◆ **Reading passage**:

# # # # #

# Glue Block...



## ScrubPlane (May 22, 2012)

I've not much experience with glue blocks as I used a different method. That said…I projects coming up where I'd like to use this technique.

Question…when gluing a block to a fresh blank, do you first need to remove the wax coating or can you glue directly to it?

Thanks all…


----------



## joek30296 (Jul 21, 2010)

I don't do glue blocks either but I think you would need to remove the wax in order for the glue to stick.
Just my 2 cents.


----------



## JoeinGa (Nov 26, 2012)

Glue needs to penetrate the fibers on both pieces of the wood for it to cause the bond. Wax (and a lot of other coatings as well) will prevent this.


----------



## TheDane (May 15, 2008)

Glue will not stick to wax. Eddie Castelin has a YouTube video that tells you pretty much everything you need to know about glue blocks … enjoy:


----------



## Wildwood (Jul 22, 2012)

Yes, you have to remove the wax first. Are you going to glue your blank to waste block or use a paper joint?

# # # # #

Records from a point-labeling set
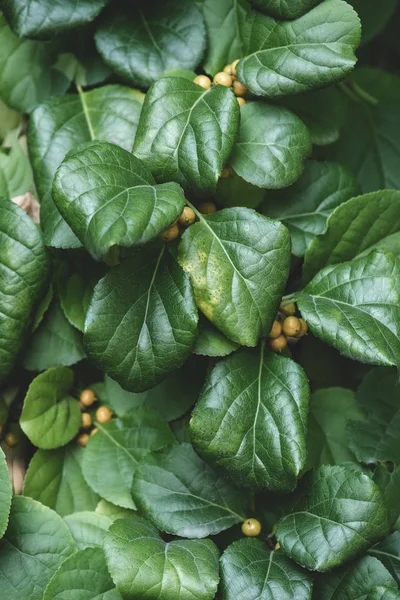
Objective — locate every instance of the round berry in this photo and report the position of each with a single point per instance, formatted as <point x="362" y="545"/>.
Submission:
<point x="251" y="527"/>
<point x="223" y="79"/>
<point x="87" y="397"/>
<point x="278" y="344"/>
<point x="103" y="414"/>
<point x="276" y="330"/>
<point x="203" y="81"/>
<point x="291" y="326"/>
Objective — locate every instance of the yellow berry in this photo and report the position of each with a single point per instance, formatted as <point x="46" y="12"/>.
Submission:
<point x="87" y="397"/>
<point x="103" y="414"/>
<point x="203" y="81"/>
<point x="251" y="527"/>
<point x="276" y="330"/>
<point x="223" y="79"/>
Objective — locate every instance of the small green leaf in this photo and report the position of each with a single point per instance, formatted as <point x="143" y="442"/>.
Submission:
<point x="109" y="113"/>
<point x="251" y="419"/>
<point x="142" y="41"/>
<point x="24" y="277"/>
<point x="238" y="263"/>
<point x="50" y="416"/>
<point x="184" y="496"/>
<point x="250" y="570"/>
<point x="364" y="223"/>
<point x="355" y="307"/>
<point x="143" y="566"/>
<point x="376" y="438"/>
<point x="338" y="515"/>
<point x="82" y="576"/>
<point x="109" y="198"/>
<point x="186" y="133"/>
<point x="271" y="146"/>
<point x="54" y="478"/>
<point x="36" y="543"/>
<point x="112" y="454"/>
<point x="152" y="326"/>
<point x="88" y="528"/>
<point x="305" y="206"/>
<point x="284" y="58"/>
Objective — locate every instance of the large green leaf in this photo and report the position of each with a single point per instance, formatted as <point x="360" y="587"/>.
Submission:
<point x="355" y="307"/>
<point x="152" y="326"/>
<point x="109" y="113"/>
<point x="5" y="494"/>
<point x="284" y="58"/>
<point x="109" y="198"/>
<point x="271" y="146"/>
<point x="50" y="416"/>
<point x="28" y="71"/>
<point x="184" y="496"/>
<point x="355" y="582"/>
<point x="43" y="18"/>
<point x="251" y="419"/>
<point x="36" y="543"/>
<point x="238" y="263"/>
<point x="338" y="514"/>
<point x="55" y="479"/>
<point x="54" y="343"/>
<point x="143" y="566"/>
<point x="377" y="438"/>
<point x="82" y="576"/>
<point x="112" y="454"/>
<point x="357" y="226"/>
<point x="305" y="206"/>
<point x="331" y="409"/>
<point x="186" y="133"/>
<point x="143" y="40"/>
<point x="224" y="22"/>
<point x="24" y="272"/>
<point x="250" y="570"/>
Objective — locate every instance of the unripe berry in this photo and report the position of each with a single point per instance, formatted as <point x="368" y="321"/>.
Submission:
<point x="203" y="81"/>
<point x="251" y="527"/>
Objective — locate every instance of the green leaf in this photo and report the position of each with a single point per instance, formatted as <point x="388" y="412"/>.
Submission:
<point x="286" y="58"/>
<point x="224" y="22"/>
<point x="271" y="146"/>
<point x="54" y="478"/>
<point x="143" y="566"/>
<point x="28" y="70"/>
<point x="54" y="343"/>
<point x="112" y="454"/>
<point x="355" y="307"/>
<point x="82" y="576"/>
<point x="238" y="263"/>
<point x="5" y="494"/>
<point x="24" y="276"/>
<point x="339" y="513"/>
<point x="186" y="133"/>
<point x="184" y="496"/>
<point x="143" y="40"/>
<point x="250" y="570"/>
<point x="305" y="206"/>
<point x="356" y="227"/>
<point x="50" y="416"/>
<point x="109" y="198"/>
<point x="251" y="419"/>
<point x="109" y="113"/>
<point x="331" y="409"/>
<point x="376" y="438"/>
<point x="88" y="528"/>
<point x="356" y="581"/>
<point x="152" y="325"/>
<point x="36" y="543"/>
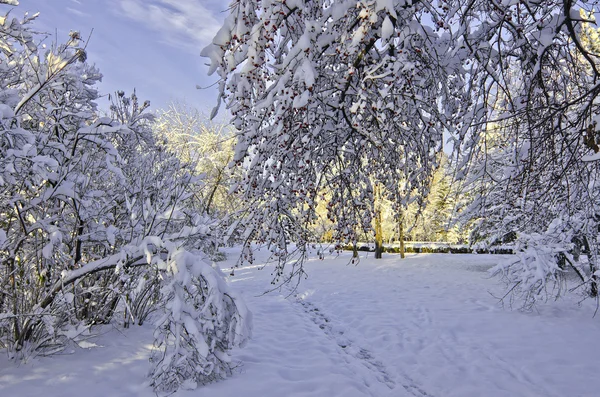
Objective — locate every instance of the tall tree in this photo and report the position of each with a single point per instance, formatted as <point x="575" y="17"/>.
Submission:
<point x="340" y="94"/>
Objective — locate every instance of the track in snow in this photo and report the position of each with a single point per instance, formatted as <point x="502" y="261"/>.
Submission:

# # # # #

◆ **Things to do**:
**1.** In the glue block thread, whose YouTube video is recommended for learning about glue blocks?
**2.** List the usernames of everyone who posted in the glue block thread.

◆ **Answers to each task**:
**1.** Eddie Castelin

**2.** ScrubPlane, joek30296, JoeinGa, TheDane, Wildwood